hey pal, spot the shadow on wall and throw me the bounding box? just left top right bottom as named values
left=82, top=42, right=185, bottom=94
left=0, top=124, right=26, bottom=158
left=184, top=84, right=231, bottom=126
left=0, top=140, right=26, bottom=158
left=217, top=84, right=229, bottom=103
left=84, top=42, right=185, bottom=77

(What to work on) Your task is to print the whole listing again exactly.

(Exercise answer)
hey pal, spot the shadow on wall and throw me the bounding box? just left top right bottom as named values
left=82, top=42, right=185, bottom=94
left=0, top=124, right=26, bottom=158
left=184, top=84, right=231, bottom=126
left=0, top=140, right=26, bottom=158
left=217, top=84, right=229, bottom=103
left=84, top=42, right=185, bottom=77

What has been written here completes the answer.